Extracted data entries

⁂

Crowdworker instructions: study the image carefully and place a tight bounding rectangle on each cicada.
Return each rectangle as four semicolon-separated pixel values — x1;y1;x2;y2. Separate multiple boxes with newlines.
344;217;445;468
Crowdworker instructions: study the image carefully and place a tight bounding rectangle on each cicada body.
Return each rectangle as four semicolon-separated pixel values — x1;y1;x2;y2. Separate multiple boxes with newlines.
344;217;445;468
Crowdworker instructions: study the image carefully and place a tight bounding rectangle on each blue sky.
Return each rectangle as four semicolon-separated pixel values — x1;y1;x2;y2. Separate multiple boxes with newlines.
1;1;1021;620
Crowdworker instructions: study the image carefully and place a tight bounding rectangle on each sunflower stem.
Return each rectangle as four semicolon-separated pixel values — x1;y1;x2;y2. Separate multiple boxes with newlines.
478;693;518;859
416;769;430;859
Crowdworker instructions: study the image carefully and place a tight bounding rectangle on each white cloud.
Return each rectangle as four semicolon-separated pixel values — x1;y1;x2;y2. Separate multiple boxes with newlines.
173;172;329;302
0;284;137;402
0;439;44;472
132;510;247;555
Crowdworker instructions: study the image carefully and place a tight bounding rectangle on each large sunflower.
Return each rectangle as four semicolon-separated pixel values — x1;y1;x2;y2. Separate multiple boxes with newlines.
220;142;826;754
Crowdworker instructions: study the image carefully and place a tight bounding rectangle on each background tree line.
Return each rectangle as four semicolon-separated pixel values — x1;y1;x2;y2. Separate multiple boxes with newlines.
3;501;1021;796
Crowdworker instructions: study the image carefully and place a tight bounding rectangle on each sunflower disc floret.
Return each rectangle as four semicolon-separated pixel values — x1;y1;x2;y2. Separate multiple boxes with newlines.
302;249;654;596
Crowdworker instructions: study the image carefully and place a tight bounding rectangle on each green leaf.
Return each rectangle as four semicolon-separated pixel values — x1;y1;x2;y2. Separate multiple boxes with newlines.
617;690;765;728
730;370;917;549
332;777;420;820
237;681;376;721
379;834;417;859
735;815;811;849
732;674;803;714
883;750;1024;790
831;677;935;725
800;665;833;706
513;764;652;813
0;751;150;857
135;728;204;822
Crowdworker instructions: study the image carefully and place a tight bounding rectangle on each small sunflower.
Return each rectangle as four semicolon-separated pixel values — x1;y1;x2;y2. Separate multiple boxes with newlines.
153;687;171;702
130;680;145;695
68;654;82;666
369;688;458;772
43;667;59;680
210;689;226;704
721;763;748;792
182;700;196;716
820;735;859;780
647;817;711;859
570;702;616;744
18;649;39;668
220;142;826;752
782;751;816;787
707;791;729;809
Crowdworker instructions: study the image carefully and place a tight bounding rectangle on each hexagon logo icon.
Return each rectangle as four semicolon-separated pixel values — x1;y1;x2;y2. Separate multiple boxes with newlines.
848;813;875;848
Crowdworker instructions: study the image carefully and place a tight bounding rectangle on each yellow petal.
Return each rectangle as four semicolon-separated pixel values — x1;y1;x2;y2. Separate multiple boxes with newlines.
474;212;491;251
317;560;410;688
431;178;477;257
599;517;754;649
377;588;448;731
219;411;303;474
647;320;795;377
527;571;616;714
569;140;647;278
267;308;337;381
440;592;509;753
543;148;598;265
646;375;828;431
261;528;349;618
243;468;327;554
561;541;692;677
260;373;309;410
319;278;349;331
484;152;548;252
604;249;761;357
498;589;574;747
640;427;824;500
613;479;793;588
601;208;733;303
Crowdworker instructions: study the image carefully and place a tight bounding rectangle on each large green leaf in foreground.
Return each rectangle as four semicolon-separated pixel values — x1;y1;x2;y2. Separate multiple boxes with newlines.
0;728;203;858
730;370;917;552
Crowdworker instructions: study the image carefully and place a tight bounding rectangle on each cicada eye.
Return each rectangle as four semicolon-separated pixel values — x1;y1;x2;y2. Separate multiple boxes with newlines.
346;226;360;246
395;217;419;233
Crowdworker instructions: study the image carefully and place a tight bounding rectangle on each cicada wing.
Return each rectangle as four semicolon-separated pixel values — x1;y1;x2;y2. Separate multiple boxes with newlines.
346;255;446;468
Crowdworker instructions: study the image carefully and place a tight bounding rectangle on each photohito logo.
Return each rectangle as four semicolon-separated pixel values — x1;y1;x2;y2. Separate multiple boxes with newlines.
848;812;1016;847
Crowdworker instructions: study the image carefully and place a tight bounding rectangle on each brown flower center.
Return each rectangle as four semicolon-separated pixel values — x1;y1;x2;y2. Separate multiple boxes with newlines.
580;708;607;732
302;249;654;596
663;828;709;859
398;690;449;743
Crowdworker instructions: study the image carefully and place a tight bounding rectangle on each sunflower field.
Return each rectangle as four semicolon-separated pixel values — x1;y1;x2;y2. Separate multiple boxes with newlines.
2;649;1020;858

⁂

» **EXERCISE PROMPT**: What you return must match the data word for word.

» **TASK ANSWER**:
Crowdworker instructions: study the image carefully and place a tight bounding rectangle on each cicada.
Return each rectangle as four semicolon-separated pixel values — x1;y1;x2;y2. Separate multiple boxes with newlines.
344;217;445;468
Crowdworker instructions: study the image carefully and place a tight bounding rectangle on each cicada body.
Return each rectangle as four semicolon-separated pixel values — x1;y1;x2;y2. Separate multiple boxes with newlines.
344;217;445;468
Crowdworker instructions: study the image carefully and place a tight bounding rectangle on each blue sky.
Return each rectangle as four semicolon-separated pixel values — x1;y1;x2;y2. Separate multiple boxes with newlines.
1;1;1021;620
Crowdworker instructions: study the image carefully and place a tight bounding rectangle on each sunflower stem.
Return each rectangle as four semicolon-separated pixel values — x1;y1;x2;y2. Separate multiple boxes with newlines.
478;693;518;859
416;769;430;859
Crowdworker instructions: study the image carefully and place a tight bounding rectangle on each white cloud.
Return each rectangle as four semicolon-separated pixel values — x1;y1;x2;y2. Separate multiple boxes with newlines.
173;172;329;302
0;284;137;402
0;439;44;472
132;510;247;555
Crowdworker instructions: study the image carefully and place a tight bounding rectangle on each large sunflower.
Return each rectangle as four semicolon-separated pixel values — x1;y1;x2;y2. Separate multiple boxes with newlines.
220;142;826;754
Crowdworker instructions: study the image carefully and place a tight bounding rectangle on each background tree line.
Return each rectangle as four semicolon-separated pixel values — x1;y1;x2;y2. Separate multiple boxes with newlines.
3;501;1021;796
Crowdworker instructions: study the image carefully and place a tight bounding rectangle on each sunflower disc floret.
Return each rectangle as four semicolon-separated pixel values — x1;y1;x2;y2. Separate multiple boxes with newlines.
302;249;654;596
Crowdworker instructions: study the image carefully and place a tight bounding rectangle on each green leaf.
Return each rectangle as four semicolon-separated pixel values — x1;y1;x2;y2. Separate multiple boxes with newlines.
617;690;765;728
730;370;917;549
332;777;420;820
237;681;376;721
379;834;417;859
735;815;811;849
732;674;803;714
883;750;1024;790
831;677;935;725
800;665;833;706
513;764;652;813
0;751;150;857
135;728;204;822
Crowdworker instructions: study the image carefully and place a tight bounding rectangle on each small sunflower.
Return each rectangle as four semicolon-separated pixel values — x1;y1;x2;y2. Separate multiple boxes with newlines.
153;687;171;702
130;680;145;695
68;654;82;666
369;688;458;772
43;667;59;680
210;689;226;704
721;763;748;792
182;700;196;716
820;735;859;780
647;817;711;859
570;702;616;744
18;649;39;668
220;142;826;752
782;751;816;787
707;791;729;809
Crowdworker instructions: study the image carefully and place a tight bounding rectangle on each hexagon logo icon.
Return each rectangle as four semicolon-separated pixel values — x1;y1;x2;y2. Separate multiple boxes with newlines.
848;813;875;848
Crowdworker instructions: study the image carefully and place a tight bounding rectangle on each yellow petal.
Return each rectangle as four semicolon-separated pixel values — x1;y1;x2;y2. Separate multiple boxes with newlines.
474;212;491;251
317;560;410;688
431;178;477;257
599;517;754;649
377;588;448;731
219;411;303;474
647;320;795;377
527;571;616;714
569;140;647;278
267;308;337;381
440;592;509;753
543;148;598;265
646;375;828;431
261;528;349;618
243;468;327;554
561;541;692;677
260;373;309;410
319;278;349;331
484;152;548;252
604;249;761;357
498;589;574;747
640;427;824;500
613;479;793;588
601;208;733;303
Crowdworker instructions: study the image carefully and place a tight bounding rectangle on each large green leaf in foreground.
Return each rectangle as four semicolon-separated pixel values — x1;y1;x2;y2. Separate multiple boxes with newlines.
0;728;203;858
730;370;917;552
Crowdworker instructions: study the image carefully and place a tight bounding rectangle on each cicada eye.
Return each rectangle as four semicolon-separated pixel values — x1;y1;x2;y2. Separate multiple boxes with newlines.
346;226;360;246
395;217;419;233
Crowdworker instructions: study the image carefully and place a tight bounding rectangle on each cicada wing.
Return each rectangle as four semicolon-separated pixel values — x1;y1;x2;y2. Separate multiple boxes with newlines.
346;255;446;468
Crowdworker instructions: study the image carefully and place a tight bounding rectangle on each photohito logo.
Return each rectangle as four semicolon-separated pixel values — x1;y1;x2;y2. Separate multiple boxes with newlines.
848;812;1016;847
Crowdworker instructions: study the image carefully and place a tight bounding rectangle on each brown flower center.
Return each rectangle as four semicolon-separated pixel values — x1;y1;x2;y2. Separate multiple boxes with newlines.
580;708;607;732
302;249;654;596
663;828;709;859
398;690;449;743
Crowdworker instructions: study the image carefully and place a tight bounding rectangle on each sunflower field.
Return each rectangle as four semicolon-separated pixel values — x1;y1;x2;y2. Separate multiple boxes with newlines.
2;649;1020;858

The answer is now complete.